_Your objective_
Please filter the records below down to every line containing the word "road", matching case exactly.

_Records to process_
⁂

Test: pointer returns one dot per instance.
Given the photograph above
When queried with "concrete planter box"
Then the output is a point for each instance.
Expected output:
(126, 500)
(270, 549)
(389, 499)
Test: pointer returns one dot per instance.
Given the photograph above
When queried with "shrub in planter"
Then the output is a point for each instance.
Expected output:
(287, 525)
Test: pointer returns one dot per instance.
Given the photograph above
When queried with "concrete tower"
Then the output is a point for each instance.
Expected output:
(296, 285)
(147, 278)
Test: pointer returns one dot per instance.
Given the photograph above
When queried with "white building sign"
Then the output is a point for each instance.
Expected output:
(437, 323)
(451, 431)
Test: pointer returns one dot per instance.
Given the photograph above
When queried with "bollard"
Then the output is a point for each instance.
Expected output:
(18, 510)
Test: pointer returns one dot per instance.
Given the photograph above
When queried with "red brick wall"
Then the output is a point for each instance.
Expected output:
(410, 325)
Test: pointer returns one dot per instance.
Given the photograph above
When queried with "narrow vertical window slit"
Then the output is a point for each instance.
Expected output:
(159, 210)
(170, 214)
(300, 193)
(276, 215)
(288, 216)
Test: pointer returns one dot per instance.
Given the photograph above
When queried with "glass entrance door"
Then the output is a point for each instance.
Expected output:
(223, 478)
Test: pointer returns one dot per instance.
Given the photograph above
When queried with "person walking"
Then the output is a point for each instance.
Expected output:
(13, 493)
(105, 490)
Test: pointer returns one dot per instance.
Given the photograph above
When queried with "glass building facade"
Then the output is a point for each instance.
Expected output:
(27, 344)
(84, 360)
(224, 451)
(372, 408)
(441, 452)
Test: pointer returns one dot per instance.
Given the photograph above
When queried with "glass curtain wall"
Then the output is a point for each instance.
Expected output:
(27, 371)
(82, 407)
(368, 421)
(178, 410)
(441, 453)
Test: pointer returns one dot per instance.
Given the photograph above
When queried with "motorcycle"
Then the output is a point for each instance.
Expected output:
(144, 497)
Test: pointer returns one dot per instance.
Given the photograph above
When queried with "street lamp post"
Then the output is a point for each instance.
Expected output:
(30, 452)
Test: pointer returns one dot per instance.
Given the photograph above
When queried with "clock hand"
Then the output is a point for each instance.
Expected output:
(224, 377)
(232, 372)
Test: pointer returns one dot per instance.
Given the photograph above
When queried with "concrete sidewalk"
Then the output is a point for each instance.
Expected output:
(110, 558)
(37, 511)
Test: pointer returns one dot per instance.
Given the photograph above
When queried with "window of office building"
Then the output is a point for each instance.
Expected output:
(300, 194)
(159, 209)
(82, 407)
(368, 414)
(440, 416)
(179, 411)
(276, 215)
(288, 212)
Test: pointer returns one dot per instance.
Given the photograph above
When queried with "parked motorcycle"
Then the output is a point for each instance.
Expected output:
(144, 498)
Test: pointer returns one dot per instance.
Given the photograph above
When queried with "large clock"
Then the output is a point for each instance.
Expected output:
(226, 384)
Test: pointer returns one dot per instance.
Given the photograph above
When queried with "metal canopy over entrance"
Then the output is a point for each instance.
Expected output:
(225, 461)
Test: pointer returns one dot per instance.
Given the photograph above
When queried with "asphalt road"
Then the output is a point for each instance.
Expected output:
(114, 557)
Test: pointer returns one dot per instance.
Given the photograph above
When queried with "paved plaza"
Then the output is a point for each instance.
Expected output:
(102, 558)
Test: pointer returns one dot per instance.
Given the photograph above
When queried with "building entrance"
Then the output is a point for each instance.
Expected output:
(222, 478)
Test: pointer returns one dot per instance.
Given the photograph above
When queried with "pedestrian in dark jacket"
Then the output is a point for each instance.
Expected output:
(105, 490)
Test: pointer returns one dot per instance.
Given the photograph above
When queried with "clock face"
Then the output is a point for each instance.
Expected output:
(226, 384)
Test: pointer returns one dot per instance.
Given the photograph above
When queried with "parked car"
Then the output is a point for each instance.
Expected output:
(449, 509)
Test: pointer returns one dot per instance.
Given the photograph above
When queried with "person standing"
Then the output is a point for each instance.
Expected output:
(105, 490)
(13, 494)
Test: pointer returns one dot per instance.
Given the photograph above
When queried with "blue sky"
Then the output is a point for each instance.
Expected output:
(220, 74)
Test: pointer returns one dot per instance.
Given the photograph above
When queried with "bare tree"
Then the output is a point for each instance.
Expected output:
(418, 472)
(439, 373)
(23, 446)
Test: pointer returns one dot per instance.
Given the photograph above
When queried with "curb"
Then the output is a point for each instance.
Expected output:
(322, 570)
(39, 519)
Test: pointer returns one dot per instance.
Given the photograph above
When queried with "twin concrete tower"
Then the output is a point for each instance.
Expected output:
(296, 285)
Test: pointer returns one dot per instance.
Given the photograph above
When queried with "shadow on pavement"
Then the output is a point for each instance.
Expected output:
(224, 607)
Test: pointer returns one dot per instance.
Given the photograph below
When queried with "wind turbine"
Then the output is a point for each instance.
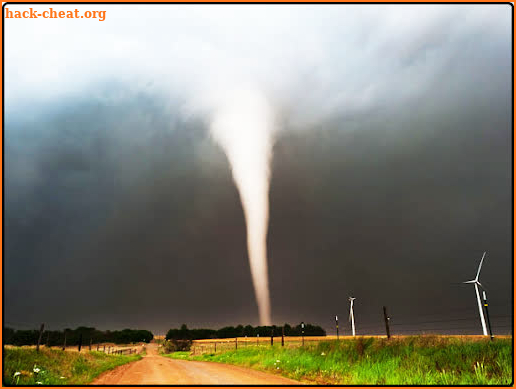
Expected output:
(351, 315)
(477, 284)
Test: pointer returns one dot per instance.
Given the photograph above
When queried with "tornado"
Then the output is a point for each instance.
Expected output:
(243, 125)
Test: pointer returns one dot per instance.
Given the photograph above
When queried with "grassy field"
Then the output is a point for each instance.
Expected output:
(417, 360)
(57, 367)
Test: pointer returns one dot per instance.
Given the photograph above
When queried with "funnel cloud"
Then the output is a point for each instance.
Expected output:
(243, 126)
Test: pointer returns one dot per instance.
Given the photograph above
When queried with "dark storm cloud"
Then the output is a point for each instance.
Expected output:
(390, 177)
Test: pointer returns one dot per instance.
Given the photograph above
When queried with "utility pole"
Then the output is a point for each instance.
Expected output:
(352, 315)
(40, 335)
(386, 318)
(487, 314)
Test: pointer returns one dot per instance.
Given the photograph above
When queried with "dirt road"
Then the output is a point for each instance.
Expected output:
(154, 369)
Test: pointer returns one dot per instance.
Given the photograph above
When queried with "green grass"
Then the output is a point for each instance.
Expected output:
(58, 367)
(418, 360)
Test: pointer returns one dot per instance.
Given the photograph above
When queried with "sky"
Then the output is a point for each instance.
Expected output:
(390, 166)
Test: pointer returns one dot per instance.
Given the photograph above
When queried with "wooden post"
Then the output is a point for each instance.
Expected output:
(40, 335)
(386, 319)
(80, 343)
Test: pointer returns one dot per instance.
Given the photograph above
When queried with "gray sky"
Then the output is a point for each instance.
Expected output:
(391, 169)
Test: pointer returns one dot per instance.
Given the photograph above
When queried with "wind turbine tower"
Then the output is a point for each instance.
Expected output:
(351, 315)
(477, 284)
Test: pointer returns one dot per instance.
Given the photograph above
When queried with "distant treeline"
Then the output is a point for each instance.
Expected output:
(240, 331)
(73, 337)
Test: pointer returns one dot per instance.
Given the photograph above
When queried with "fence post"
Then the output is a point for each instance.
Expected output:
(386, 319)
(39, 337)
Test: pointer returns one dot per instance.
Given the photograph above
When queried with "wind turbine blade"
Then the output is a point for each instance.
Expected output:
(480, 266)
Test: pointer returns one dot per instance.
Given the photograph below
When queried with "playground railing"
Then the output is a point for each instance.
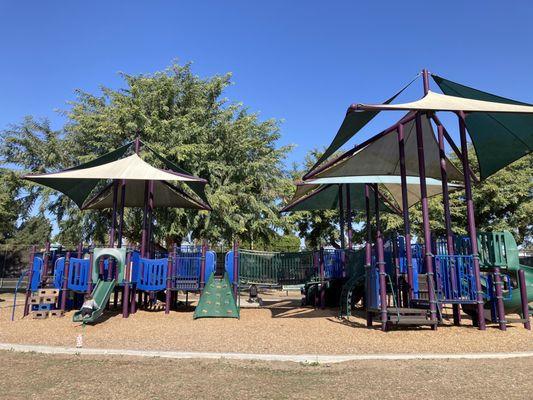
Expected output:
(333, 263)
(455, 279)
(274, 269)
(186, 270)
(152, 274)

⁂

_Completed exercise_
When queried with "asphalt road"
When queried with "dirt road"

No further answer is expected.